Rewrite all of the data below, replacing every "marker" with "dot" and leaving everything else unchanged. Leave the pictures out.

### MATERIAL FOR THIS TASK:
....................

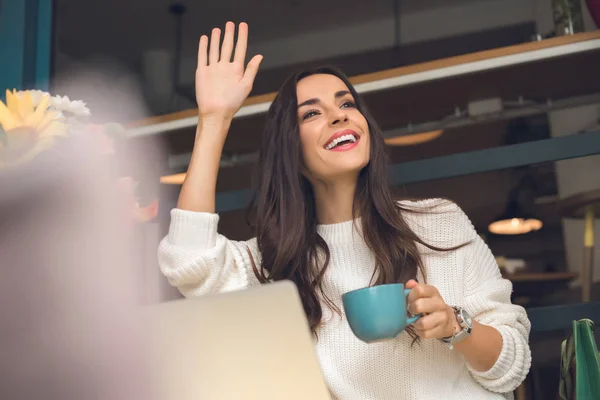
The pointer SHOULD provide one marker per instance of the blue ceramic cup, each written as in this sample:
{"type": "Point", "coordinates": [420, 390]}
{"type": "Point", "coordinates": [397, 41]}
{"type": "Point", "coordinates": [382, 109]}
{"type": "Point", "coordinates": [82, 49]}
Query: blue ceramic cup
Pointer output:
{"type": "Point", "coordinates": [378, 313]}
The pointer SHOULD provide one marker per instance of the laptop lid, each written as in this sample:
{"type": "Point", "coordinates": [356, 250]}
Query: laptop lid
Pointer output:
{"type": "Point", "coordinates": [249, 344]}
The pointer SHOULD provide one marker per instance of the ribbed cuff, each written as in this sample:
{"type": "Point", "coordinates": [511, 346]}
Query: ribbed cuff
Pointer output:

....................

### EXERCISE OUTPUT:
The pointer SHOULD provide one dot per instance of the blue ceramic cup, each written as in this sample:
{"type": "Point", "coordinates": [420, 390]}
{"type": "Point", "coordinates": [397, 41]}
{"type": "Point", "coordinates": [382, 109]}
{"type": "Point", "coordinates": [82, 49]}
Query: blue ceramic cup
Pointer output:
{"type": "Point", "coordinates": [378, 313]}
The pointer SHOULD provide one dot per instance of the laptop lid, each written as in this sample:
{"type": "Point", "coordinates": [356, 250]}
Query: laptop lid
Pointer output:
{"type": "Point", "coordinates": [249, 344]}
The pointer SHOULD provide one dot per instance of the ribbed cuff, each written as in this sample:
{"type": "Point", "coordinates": [511, 346]}
Query: ribbed cuff
Pointer output:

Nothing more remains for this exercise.